_TEXT_
|---|

Weiter geht's mit CD 2: hier gibt's einmal "Shock Therapy" in voller Länge. Der Hidden-Track ist ebenfalls mit dabei, aber jetzt nicht mehr ganz so hidden, sondern als "Untitled" mit aufgelistet (irgendwie niedlich - man hätte sich ja zumindest schnell noch einen Namen ausdenken können). Danach geht's dann weiter mit den anderen beiden Tracks von "Industrial For The Masses". Den Anfang macht "Spectral Sound", welches uns mit einem sehr treibenden Beat verwöhnt, der sich durch den ganzen Song zieht und durch allerhand weitere Effekte aufgewertet wird. So ziemlich genau das hat mir damals schon bei "Psicosis" sehr gefallen und hier haben wir das ganze quasi auf Steroiden - sehr gute Arbeit.
Das gilt auch für "Difraktal Point", welches ein bisschen mehr auf Ambient-Sounds setzt, dadurch sehr atmosphärisch und düster wird, aber dabei trotzdem genug Feuer hat, um für ordentlich Action zu sorgen.

|---|

_ANGEZEIGTE DATEN_
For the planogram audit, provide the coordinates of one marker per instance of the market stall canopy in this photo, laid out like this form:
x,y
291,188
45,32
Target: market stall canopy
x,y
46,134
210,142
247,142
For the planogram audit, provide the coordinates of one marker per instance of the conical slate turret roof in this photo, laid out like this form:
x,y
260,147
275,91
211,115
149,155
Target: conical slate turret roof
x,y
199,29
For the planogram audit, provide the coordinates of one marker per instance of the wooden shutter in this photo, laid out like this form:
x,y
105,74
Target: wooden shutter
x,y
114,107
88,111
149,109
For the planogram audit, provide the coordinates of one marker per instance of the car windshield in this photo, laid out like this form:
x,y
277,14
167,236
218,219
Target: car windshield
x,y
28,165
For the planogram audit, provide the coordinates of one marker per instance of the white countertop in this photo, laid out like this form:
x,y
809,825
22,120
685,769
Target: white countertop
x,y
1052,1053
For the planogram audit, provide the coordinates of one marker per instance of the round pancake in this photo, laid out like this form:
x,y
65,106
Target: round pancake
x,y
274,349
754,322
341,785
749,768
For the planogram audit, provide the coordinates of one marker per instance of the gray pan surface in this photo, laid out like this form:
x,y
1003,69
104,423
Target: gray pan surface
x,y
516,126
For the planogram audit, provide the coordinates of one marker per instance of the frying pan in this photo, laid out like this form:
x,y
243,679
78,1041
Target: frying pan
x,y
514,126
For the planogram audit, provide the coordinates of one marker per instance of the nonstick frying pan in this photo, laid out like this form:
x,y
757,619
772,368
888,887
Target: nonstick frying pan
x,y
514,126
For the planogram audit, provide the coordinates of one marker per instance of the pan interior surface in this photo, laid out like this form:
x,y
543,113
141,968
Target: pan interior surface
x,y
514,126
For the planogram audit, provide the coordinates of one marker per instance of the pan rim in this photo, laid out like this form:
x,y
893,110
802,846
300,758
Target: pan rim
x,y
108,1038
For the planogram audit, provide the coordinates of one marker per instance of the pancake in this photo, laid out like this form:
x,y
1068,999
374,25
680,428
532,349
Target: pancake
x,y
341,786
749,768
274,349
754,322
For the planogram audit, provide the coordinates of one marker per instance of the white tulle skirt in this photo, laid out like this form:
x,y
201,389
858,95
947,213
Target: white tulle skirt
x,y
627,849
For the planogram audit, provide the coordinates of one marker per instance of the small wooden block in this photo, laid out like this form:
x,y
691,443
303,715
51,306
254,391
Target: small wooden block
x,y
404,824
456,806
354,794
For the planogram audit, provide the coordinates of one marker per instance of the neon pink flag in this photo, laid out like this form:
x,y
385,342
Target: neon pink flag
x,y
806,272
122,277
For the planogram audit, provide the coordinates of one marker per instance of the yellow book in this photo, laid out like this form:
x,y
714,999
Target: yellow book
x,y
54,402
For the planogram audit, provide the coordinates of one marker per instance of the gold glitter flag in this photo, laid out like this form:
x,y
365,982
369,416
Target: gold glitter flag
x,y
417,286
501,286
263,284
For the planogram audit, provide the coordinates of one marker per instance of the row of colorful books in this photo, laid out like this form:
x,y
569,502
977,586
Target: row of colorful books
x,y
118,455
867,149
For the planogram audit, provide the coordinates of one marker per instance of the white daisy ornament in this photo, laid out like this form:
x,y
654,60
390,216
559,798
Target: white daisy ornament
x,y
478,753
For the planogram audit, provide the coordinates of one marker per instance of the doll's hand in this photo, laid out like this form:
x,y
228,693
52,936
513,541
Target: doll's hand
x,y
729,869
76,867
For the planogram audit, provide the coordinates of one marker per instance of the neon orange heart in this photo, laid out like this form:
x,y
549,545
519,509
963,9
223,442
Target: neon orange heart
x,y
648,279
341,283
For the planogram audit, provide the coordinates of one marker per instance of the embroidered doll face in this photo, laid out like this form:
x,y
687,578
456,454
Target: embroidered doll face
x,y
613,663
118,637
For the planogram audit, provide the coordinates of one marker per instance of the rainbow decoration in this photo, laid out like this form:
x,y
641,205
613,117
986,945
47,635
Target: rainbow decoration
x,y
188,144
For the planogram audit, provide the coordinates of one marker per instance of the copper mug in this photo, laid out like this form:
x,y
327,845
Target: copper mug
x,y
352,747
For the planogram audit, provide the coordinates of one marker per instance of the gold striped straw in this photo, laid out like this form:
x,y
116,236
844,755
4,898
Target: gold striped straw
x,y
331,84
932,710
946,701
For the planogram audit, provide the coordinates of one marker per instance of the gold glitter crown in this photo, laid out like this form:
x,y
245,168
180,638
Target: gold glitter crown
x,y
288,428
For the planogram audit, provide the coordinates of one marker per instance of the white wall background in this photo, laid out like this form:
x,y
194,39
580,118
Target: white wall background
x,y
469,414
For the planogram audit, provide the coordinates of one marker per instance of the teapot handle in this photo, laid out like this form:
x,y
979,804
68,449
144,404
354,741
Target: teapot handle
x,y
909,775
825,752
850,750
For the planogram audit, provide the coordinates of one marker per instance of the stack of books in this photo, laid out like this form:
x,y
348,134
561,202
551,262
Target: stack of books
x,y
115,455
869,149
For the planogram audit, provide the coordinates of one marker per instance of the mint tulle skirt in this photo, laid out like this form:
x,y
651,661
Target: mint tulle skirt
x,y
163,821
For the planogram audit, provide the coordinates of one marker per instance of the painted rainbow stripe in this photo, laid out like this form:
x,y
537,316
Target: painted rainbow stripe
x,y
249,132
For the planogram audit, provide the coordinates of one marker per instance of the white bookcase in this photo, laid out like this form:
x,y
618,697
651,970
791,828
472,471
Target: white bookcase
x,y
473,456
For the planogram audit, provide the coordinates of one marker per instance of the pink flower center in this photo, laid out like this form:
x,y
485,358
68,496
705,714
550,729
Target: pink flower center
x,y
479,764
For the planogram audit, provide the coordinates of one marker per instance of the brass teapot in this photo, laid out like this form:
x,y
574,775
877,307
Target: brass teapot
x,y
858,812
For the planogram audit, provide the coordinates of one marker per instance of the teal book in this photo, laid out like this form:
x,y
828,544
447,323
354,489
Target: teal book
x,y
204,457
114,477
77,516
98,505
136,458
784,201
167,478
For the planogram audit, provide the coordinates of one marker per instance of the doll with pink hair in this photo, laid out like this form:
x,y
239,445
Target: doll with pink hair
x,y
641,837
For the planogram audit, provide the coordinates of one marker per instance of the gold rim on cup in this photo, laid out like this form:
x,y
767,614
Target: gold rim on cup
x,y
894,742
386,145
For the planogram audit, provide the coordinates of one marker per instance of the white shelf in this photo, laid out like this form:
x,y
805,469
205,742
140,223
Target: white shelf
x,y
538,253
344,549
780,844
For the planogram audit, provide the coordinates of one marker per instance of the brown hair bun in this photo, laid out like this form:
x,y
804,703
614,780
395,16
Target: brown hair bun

|---|

_INFORMATIONEN NUTZEN_
[A] Erklären Sie bitte anhand des Textes in ein bis drei Sätzen, warum „Difraktal Point“ sehr atmosphärisch und düster wird.
[B] Unter welchem Titel ist der Hidden-Track laut Text auf CD 2 aufgeführt?

_SCHRIFTLICHE ANTWORTEN_
[A] „Difraktal Point“ setzt ein bisschen mehr auf Ambient-Sounds und wird dadurch sehr atmosphärisch und düster. Trotzdem hat der Track genug Feuer, um für ordentlich Action zu sorgen.

[B] Unter dem Titel „Untitled“.